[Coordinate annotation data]
####
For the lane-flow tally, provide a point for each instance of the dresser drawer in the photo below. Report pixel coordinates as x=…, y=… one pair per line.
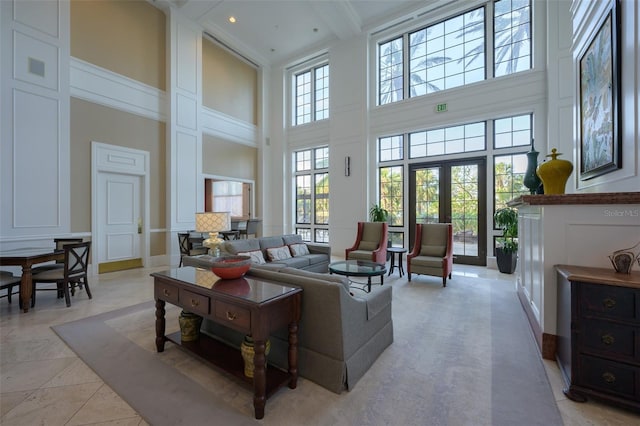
x=611, y=377
x=194, y=302
x=608, y=301
x=609, y=339
x=233, y=316
x=166, y=292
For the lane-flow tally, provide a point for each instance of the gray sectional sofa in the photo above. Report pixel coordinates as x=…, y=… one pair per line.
x=317, y=260
x=341, y=333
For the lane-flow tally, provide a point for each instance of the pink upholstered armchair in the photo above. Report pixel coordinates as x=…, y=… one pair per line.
x=432, y=252
x=371, y=243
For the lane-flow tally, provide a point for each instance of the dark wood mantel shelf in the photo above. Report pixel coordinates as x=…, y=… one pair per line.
x=563, y=199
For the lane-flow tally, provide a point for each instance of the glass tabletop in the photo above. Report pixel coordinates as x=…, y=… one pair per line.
x=362, y=268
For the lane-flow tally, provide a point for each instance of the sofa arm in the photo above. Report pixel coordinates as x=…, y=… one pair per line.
x=376, y=300
x=319, y=249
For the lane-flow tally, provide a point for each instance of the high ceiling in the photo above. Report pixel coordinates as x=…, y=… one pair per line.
x=274, y=31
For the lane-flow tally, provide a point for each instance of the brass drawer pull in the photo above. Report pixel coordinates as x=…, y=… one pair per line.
x=608, y=339
x=609, y=303
x=609, y=377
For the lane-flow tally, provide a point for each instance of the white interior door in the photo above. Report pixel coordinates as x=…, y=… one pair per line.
x=119, y=218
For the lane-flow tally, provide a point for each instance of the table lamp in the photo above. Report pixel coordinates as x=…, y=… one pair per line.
x=213, y=222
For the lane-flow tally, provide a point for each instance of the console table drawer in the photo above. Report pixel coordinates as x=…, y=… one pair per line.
x=167, y=293
x=608, y=301
x=610, y=377
x=233, y=316
x=193, y=302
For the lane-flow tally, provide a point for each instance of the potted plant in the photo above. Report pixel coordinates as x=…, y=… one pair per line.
x=507, y=251
x=378, y=214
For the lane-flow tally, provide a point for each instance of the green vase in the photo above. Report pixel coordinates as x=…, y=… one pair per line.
x=189, y=326
x=555, y=173
x=246, y=348
x=531, y=179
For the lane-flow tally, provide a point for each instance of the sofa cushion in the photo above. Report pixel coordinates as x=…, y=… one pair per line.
x=256, y=256
x=235, y=246
x=268, y=242
x=292, y=239
x=278, y=253
x=298, y=249
x=332, y=278
x=436, y=251
x=295, y=262
x=367, y=245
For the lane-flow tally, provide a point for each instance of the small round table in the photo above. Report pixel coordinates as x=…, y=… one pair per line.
x=359, y=268
x=399, y=251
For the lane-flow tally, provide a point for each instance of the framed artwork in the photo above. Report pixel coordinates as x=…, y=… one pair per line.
x=599, y=103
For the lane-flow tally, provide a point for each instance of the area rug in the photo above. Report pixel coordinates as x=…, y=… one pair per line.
x=161, y=395
x=462, y=355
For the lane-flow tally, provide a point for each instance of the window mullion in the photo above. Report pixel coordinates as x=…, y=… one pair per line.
x=406, y=71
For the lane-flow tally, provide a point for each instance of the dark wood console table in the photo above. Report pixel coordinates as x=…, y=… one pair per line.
x=248, y=305
x=599, y=334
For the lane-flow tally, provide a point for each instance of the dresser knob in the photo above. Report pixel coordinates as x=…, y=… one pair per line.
x=608, y=339
x=609, y=377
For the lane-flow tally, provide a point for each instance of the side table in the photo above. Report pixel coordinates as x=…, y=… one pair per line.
x=396, y=251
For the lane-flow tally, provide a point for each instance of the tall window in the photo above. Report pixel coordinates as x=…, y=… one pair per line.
x=312, y=194
x=509, y=169
x=511, y=36
x=452, y=53
x=312, y=95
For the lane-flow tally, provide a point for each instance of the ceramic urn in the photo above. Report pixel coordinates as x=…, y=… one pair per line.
x=554, y=173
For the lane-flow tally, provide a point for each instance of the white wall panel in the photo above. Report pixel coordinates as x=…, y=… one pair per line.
x=186, y=156
x=104, y=87
x=42, y=15
x=36, y=185
x=32, y=56
x=187, y=112
x=224, y=126
x=187, y=55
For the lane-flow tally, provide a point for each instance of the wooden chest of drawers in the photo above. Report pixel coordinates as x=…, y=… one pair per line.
x=599, y=334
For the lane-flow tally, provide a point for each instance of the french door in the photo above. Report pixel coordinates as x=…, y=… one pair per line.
x=452, y=192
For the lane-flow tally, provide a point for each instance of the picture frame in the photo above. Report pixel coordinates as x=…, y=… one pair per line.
x=599, y=100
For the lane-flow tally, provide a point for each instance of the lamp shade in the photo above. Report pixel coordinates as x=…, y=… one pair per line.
x=213, y=221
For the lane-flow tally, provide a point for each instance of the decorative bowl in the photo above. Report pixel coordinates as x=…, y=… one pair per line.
x=231, y=267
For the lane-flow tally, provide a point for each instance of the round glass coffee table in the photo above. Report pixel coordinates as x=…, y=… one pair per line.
x=359, y=268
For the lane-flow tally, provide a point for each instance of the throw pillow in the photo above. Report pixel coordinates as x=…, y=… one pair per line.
x=367, y=245
x=298, y=249
x=256, y=256
x=435, y=251
x=278, y=253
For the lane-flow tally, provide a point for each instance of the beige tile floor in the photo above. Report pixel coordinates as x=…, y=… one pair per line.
x=43, y=382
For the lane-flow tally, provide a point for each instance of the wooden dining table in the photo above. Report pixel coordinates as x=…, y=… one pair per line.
x=26, y=257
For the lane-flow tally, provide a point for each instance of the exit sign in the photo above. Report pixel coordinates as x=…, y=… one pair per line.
x=441, y=107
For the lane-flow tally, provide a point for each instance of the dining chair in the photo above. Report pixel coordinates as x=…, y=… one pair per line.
x=370, y=244
x=432, y=252
x=7, y=281
x=59, y=264
x=73, y=273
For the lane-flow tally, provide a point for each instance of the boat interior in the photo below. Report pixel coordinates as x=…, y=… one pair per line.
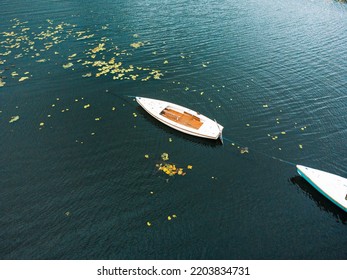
x=184, y=118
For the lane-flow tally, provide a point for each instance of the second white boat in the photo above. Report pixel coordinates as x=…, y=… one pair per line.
x=182, y=118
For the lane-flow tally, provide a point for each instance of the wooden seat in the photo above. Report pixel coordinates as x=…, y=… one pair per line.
x=184, y=118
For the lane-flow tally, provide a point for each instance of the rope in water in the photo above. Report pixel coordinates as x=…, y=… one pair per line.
x=264, y=154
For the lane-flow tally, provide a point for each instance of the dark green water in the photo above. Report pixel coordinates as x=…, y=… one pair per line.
x=75, y=182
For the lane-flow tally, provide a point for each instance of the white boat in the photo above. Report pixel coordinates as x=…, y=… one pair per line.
x=332, y=186
x=181, y=118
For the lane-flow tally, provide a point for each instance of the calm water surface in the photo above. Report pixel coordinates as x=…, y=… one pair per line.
x=74, y=176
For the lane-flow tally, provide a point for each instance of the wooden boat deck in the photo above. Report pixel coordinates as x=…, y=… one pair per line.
x=184, y=118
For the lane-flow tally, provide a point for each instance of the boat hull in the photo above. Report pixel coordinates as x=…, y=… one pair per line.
x=332, y=186
x=203, y=126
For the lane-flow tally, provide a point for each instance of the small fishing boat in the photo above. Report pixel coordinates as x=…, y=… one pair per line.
x=181, y=118
x=332, y=186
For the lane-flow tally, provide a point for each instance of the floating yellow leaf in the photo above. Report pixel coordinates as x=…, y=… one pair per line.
x=165, y=156
x=68, y=65
x=137, y=45
x=99, y=48
x=14, y=119
x=87, y=75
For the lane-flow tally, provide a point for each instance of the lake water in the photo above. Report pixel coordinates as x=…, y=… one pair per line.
x=78, y=169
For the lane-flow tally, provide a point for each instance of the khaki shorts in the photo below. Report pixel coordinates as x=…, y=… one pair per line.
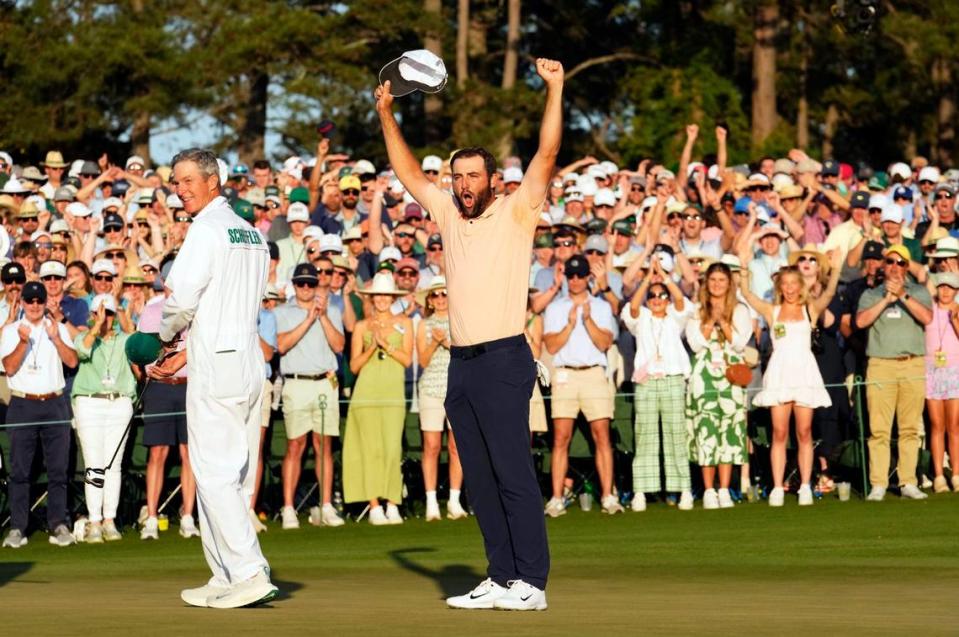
####
Your goal: Filter the data above, copying every line that contains the string "lamp". Case counts.

Exercise answer:
For the lane-flow tally, provide a point for each instance of the table lamp in the photo above. Report pixel coordinates as x=…, y=… one pair per line.
For the lane-flow tally, provide a point for each instance of the lamp shade in the photo above. Report pixel coordinates as x=…, y=… one pair per line.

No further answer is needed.